*** ФРАГМЕНТ ТЕКСТА ***

Литературовед Андрей Немзер заметил: уже в рассказе «Матренин двор» не революция, а именно германская война предстает тем рубежом, что отделил нормальную жизнь от жизни исковерканной, изуродованной. Должны были пожениться молодая, румяная тогда Матрена и возлюбленный ее, красавец, «смоляной богатырь» Фаддей. Но взяли его на германскую войну, попал в плен Фаддей, а Матрёна его не дождалась. И стала со временем она «объектом снисходительного презрения» у соседей, а «богатырь» превратился в озлобленного и корыстного мстителя, многие годы спустя воздающего за единственный Матрёнин грех».
«Нет у нас сил на империю»
Революцию породила ненужная война, а сама война стала следствием давней нашей имперской политики, вовлеченности в борьбу на Балканах, в химеры панславизма: «При нашем панславистском накале мы не могли снести грубого австрийского ультиматума Сербии в 1914 (а на это и был германо-австрийский расчёт)» («Русский вопрос…»).

***

:: ЗАДАНИЕ ::
Воспроизведите дословно весь фрагмент о германской войне и революции, ничего не меняя. Эти строки никак не связаны с приведённым выше фрагментом.

*** ПРЕДОСТАВЛЕННЫЕ СТРОКИ ***

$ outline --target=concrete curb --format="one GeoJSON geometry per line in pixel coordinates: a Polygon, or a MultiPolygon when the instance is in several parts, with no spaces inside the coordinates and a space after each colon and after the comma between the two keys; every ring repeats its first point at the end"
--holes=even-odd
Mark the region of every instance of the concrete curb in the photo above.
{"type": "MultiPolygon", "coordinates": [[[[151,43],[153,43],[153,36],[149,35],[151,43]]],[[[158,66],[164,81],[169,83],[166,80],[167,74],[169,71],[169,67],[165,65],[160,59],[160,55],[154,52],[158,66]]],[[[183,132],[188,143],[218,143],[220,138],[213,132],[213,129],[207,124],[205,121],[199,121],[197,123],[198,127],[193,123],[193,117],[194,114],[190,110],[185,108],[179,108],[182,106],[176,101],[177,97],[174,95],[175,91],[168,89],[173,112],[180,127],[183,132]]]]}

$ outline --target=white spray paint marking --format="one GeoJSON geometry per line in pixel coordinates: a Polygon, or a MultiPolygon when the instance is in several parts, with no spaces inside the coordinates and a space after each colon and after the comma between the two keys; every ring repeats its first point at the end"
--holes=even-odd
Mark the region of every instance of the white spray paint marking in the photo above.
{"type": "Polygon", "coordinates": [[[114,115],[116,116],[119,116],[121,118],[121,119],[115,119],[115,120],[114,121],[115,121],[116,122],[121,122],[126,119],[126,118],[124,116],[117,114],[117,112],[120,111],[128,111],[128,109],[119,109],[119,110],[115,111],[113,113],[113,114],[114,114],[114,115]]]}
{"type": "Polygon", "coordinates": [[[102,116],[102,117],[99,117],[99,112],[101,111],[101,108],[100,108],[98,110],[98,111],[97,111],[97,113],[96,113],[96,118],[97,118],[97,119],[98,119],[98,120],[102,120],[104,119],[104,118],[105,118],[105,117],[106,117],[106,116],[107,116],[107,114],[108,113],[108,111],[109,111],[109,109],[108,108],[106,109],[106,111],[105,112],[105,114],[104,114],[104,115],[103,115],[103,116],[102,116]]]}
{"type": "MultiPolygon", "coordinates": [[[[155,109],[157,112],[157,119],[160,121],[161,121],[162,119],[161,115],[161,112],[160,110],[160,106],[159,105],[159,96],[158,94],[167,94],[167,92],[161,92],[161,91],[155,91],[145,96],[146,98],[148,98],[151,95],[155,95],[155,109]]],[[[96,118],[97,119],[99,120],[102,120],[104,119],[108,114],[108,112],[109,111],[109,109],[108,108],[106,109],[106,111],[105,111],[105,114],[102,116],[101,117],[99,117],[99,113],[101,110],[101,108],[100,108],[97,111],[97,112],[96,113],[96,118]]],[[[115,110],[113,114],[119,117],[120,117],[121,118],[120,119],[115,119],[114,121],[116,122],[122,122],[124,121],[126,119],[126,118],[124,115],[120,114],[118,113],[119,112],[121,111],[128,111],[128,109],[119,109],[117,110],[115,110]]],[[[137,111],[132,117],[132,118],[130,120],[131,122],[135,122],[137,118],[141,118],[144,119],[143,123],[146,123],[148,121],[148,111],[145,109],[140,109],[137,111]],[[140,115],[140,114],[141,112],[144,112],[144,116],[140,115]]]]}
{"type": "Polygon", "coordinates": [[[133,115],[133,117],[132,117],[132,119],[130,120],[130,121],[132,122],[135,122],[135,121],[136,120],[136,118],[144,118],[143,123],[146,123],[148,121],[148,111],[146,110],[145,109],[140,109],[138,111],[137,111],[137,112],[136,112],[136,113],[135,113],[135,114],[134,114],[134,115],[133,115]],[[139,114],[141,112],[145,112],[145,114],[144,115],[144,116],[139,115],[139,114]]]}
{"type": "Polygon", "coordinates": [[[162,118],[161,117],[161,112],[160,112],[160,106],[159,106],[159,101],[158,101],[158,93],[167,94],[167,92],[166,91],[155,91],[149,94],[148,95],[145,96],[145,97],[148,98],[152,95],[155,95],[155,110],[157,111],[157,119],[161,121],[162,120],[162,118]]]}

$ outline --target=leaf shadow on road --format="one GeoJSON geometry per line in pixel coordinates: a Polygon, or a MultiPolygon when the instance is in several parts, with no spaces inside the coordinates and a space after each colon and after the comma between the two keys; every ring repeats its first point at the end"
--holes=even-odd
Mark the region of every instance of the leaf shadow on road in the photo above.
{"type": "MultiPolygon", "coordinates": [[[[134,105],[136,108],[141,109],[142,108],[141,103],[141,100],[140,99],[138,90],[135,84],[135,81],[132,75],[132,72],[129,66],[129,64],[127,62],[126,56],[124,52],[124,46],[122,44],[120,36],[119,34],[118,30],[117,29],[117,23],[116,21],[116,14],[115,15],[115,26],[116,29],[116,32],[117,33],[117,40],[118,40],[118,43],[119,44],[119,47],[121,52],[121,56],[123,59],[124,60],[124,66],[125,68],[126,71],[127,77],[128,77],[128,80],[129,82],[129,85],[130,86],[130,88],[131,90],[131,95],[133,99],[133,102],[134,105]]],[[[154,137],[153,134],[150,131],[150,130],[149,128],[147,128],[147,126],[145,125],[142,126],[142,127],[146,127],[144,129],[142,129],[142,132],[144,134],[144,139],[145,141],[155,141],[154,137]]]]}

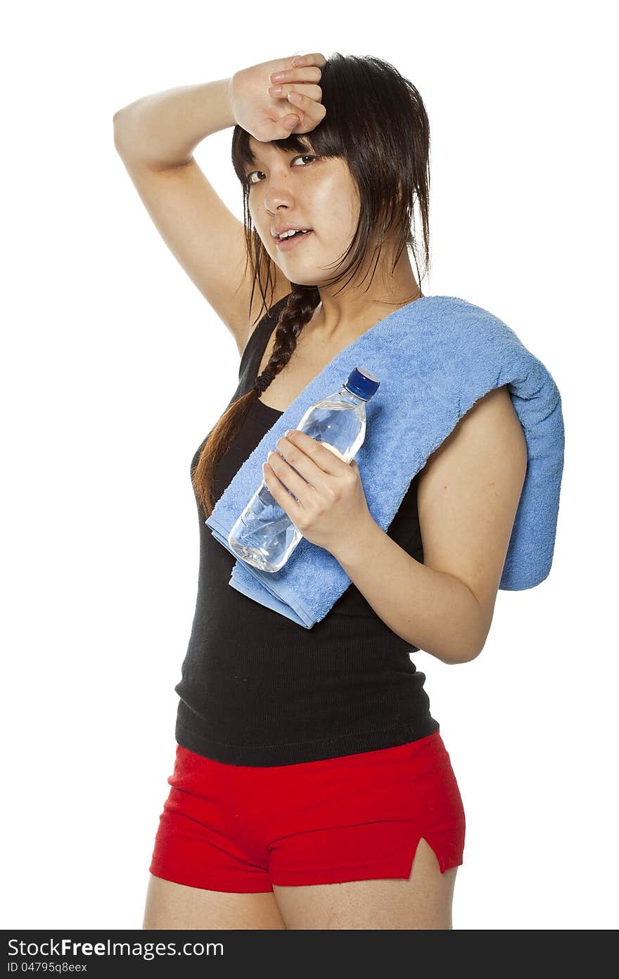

***

:: ОЖИДАЕМЫЙ ОТВЕТ ::
Литературовед Андрей Немзер заметил: уже в рассказе «Матренин двор» не революция, а именно германская война предстает тем рубежом, что отделил нормальную жизнь от жизни исковерканной, изуродованной. Должны были пожениться молодая, румяная тогда Матрена и возлюбленный ее, красавец, «смоляной богатырь» Фаддей. Но взяли его на германскую войну, попал в плен Фаддей, а Матрёна его не дождалась. И стала со временем она «объектом снисходительного презрения» у соседей, а «богатырь» превратился в озлобленного и корыстного мстителя, многие годы спустя воздающего за единственный Матрёнин грех».
«Нет у нас сил на империю»
Революцию породила ненужная война, а сама война стала следствием давней нашей имперской политики, вовлеченности в борьбу на Балканах, в химеры панславизма: «При нашем панславистском накале мы не могли снести грубого австрийского ультиматума Сербии в 1914 (а на это и был германо-австрийский расчёт)» («Русский вопрос…»).